**Problem details:** Return every line in the rows below that contains the string "stair".

**Extracted records:**

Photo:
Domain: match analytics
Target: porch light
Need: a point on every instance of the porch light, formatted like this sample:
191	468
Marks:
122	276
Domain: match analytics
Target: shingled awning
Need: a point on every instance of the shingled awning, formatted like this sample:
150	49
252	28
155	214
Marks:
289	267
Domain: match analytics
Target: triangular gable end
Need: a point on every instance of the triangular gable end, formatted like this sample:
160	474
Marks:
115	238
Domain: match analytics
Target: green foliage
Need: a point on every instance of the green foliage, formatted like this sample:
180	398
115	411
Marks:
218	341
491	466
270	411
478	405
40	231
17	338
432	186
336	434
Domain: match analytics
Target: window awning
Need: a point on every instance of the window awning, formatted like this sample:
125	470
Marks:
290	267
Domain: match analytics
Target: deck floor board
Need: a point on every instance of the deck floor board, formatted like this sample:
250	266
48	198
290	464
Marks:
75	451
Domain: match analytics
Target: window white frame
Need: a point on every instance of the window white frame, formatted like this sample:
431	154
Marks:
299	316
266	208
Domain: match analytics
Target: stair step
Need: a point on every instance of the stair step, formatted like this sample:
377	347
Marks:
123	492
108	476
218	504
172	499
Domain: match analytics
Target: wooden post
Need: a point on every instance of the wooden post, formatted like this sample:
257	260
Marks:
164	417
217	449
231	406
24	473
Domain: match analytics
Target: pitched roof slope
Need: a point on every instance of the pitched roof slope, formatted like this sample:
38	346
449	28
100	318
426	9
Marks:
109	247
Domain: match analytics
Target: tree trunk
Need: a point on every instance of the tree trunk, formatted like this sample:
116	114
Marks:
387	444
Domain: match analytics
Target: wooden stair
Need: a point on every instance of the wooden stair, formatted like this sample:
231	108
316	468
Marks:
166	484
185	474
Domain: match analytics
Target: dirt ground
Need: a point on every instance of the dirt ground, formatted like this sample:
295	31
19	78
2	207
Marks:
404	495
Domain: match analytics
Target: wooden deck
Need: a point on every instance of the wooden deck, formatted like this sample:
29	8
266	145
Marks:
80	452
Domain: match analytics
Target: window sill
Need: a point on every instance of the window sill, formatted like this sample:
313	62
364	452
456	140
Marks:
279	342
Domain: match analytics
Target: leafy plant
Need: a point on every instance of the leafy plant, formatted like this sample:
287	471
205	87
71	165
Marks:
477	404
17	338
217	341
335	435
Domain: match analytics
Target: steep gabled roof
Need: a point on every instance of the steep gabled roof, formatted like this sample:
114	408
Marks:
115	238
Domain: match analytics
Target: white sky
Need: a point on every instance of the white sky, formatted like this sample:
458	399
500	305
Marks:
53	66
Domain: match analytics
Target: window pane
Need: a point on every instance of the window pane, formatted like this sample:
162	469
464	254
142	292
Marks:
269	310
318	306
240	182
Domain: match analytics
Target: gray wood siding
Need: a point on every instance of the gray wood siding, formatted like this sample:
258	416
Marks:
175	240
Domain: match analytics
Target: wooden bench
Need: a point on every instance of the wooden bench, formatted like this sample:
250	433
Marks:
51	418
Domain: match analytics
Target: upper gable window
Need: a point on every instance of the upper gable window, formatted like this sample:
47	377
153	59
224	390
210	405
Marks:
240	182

**Solution for this task:**
Target: stair step
Need: a point on every instance of the stair step, formatted like this sample:
Target: wooden stair
Need: a point on every instance of the wooden stair, formatted like this sample:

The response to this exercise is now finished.